What About Tea?

I was on a trip last week.  My sense of smell was frustratingly wonky (plane travel? allergies? who knows) which I dealt with by ignoring it, mostly.  But I also tried sniffing some new, different things, on the theory that I’m still trying to get my nose back into shape.

So I went into a fancy tea shop and spent two hours smelling pretty much every single one of their teas.  It was a quiet, spacious place. I told the owner she could ignore me with impunity and I’d let her know if I needed anything.  It was a great setup.  The teas were sorted (green, black, herbal, etc.) and there was a jar for each of them, sort of like a spice jar, with a cap and holes in the top, so you could smell them all you wanted to.

It was wild.  I’m not a fancy tea drinker, really, although I’m aware there’s a solid (and unsurprising) overlap between perfume lovers and tea lovers.  Both perfume and tea are, at their best, sensory delights. I think the thing that surprised me most (or that I appreciated the most?) is how fresh they were, although I’m not sure that’s the word I’m looking for.  Not gonna lie, my idea of luxury tea is some bags of Bigelow from the top shelf of Whole Foods.  Specialty loose teas from a shop that sells nothing but tea is a whole different level, you know?

I’d like to get into tea, just a little bit.  I’m not sure where the hurdle is.  It’s not the cost, and I think it’s pretty evident I don’t let my own massive ignorance get in the way of my enthusiasm, yeah? I should probably just pick somewhere (anywhere!) and start. I admit I find the level of detail a little nerve-wracking (exactly x amount of tea leaves submerged for precisely y seconds in water heated to z degrees, no more no less blah blah).  On the other hand, it’s not meth I’d be making, or C-4.  It’s not going to explode in my face if I get something wrong.

Entries
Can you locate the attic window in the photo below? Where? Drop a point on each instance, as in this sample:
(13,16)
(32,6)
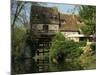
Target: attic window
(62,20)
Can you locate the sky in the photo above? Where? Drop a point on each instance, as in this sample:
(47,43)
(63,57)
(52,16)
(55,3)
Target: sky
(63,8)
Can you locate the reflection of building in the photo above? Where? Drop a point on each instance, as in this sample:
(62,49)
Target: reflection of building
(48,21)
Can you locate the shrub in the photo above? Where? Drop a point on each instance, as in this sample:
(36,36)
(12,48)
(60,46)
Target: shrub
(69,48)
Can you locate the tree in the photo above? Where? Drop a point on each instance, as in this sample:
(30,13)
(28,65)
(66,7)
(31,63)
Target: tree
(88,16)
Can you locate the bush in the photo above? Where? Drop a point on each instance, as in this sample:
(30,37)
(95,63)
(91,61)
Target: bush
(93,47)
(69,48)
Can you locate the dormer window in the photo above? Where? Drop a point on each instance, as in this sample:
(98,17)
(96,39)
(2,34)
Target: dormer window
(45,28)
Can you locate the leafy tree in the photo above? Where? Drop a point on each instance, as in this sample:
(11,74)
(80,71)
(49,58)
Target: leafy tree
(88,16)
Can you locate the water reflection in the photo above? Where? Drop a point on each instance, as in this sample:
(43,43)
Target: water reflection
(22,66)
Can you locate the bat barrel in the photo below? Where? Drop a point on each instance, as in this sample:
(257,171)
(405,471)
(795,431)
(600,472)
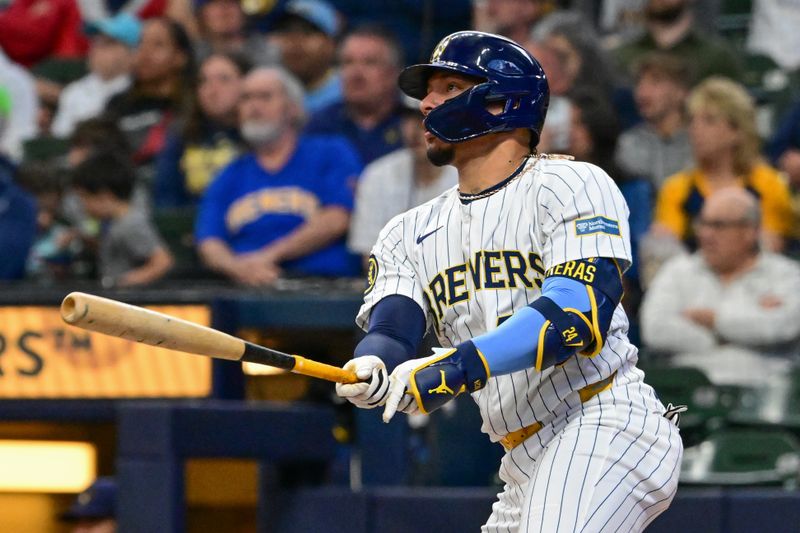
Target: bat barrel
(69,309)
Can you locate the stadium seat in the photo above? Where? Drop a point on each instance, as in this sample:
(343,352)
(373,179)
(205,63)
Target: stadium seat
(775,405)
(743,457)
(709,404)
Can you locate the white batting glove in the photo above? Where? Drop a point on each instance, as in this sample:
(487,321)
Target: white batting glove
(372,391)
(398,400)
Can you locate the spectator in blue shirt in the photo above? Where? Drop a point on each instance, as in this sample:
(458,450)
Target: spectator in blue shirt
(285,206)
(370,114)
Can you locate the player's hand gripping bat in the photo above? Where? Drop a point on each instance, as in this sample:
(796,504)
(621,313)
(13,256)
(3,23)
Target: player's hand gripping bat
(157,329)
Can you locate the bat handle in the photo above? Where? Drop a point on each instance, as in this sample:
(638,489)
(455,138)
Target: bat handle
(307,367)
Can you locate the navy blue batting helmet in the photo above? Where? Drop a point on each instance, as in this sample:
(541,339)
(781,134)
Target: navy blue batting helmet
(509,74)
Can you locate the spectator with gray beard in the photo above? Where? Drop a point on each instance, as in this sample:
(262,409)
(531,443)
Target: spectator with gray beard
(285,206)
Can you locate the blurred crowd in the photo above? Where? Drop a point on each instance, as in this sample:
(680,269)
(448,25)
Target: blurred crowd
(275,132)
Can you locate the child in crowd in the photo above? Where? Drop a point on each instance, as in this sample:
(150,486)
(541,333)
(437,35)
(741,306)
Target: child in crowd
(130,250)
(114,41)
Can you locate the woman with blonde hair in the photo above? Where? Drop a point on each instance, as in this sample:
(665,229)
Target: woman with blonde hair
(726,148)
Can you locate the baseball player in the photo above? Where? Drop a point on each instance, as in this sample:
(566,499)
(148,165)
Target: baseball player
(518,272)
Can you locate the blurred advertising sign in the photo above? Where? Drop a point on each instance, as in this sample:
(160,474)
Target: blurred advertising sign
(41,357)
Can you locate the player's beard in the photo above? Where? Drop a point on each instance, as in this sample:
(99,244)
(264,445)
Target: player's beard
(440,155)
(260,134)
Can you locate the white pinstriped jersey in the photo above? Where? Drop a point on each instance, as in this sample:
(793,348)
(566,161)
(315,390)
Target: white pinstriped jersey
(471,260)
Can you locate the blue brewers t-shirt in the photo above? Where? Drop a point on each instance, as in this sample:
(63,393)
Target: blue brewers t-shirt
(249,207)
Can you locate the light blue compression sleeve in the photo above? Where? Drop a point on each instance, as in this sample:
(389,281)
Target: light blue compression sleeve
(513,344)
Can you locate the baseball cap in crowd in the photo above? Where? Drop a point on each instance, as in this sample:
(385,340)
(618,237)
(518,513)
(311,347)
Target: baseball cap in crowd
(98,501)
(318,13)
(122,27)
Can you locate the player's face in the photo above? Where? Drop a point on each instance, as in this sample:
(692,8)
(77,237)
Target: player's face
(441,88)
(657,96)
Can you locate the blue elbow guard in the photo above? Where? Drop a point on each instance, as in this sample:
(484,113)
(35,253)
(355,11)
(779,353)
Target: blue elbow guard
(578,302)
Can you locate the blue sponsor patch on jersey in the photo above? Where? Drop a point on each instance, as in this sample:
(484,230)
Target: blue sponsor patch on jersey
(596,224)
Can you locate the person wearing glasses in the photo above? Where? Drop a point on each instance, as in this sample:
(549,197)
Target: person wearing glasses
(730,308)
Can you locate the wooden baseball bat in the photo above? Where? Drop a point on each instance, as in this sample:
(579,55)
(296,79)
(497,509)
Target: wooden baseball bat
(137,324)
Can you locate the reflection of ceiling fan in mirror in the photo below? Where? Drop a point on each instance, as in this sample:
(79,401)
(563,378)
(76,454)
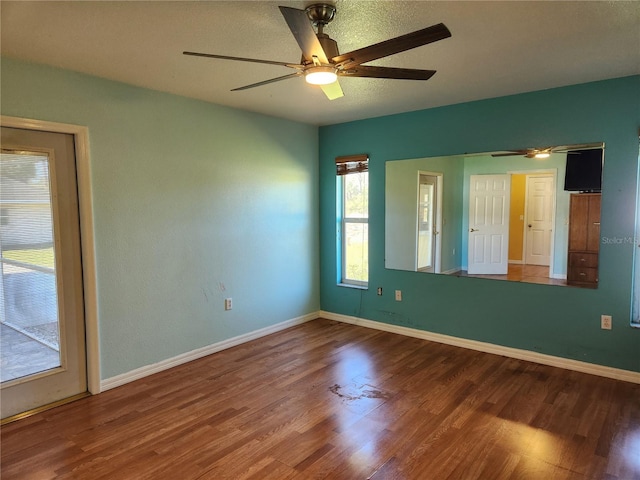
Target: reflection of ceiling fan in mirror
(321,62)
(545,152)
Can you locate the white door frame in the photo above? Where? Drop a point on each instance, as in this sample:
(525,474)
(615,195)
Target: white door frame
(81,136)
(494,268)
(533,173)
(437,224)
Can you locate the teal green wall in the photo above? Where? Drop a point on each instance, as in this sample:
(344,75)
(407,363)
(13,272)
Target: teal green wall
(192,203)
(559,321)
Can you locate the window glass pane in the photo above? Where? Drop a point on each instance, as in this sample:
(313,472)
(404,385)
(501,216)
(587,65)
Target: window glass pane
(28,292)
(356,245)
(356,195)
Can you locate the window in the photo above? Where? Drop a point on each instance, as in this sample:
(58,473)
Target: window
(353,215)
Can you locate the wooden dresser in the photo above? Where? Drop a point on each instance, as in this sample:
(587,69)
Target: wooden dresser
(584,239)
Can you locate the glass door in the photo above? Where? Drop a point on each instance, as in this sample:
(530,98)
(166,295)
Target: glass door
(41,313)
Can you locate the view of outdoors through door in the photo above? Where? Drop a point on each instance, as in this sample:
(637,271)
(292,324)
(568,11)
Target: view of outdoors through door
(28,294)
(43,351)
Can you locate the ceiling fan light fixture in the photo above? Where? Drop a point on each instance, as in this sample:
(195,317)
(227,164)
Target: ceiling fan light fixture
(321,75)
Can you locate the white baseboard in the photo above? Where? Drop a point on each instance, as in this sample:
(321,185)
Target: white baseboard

Task to carry out
Pick up the tea post after its last sentence and carry it on. These lines have no connection to the tea post.

Result
Is there, like, a loose tea sampler? Should I stick to one genre at a time, like oolong? Or can I just slut around? What about herbal, do you even consider that tea?   Should I just get two or three teas, based on the smell and description (I made notes at the tea shop) and a strainer and start there?  Maybe a dark tea, an oolong and a pu-erh? I like all of those, in a general sense. (Green and matcha, not so much, at least not yet.)  The idea that I’d buy something I end up not liking is kind of a bummer, although I’ve certainly done so with perfume blind buys.

Thoughts?  Advice?

11 Comments

  1. My suggestion is to visit a tea store that brews samples or flights. For black teas, try Darjeeling or Nepali teas (lighter) then orange pekoe (OP) or broken orange pekoe (BOP) which are more robust breakfast style teas. My favorite OP is from Sri Lanka.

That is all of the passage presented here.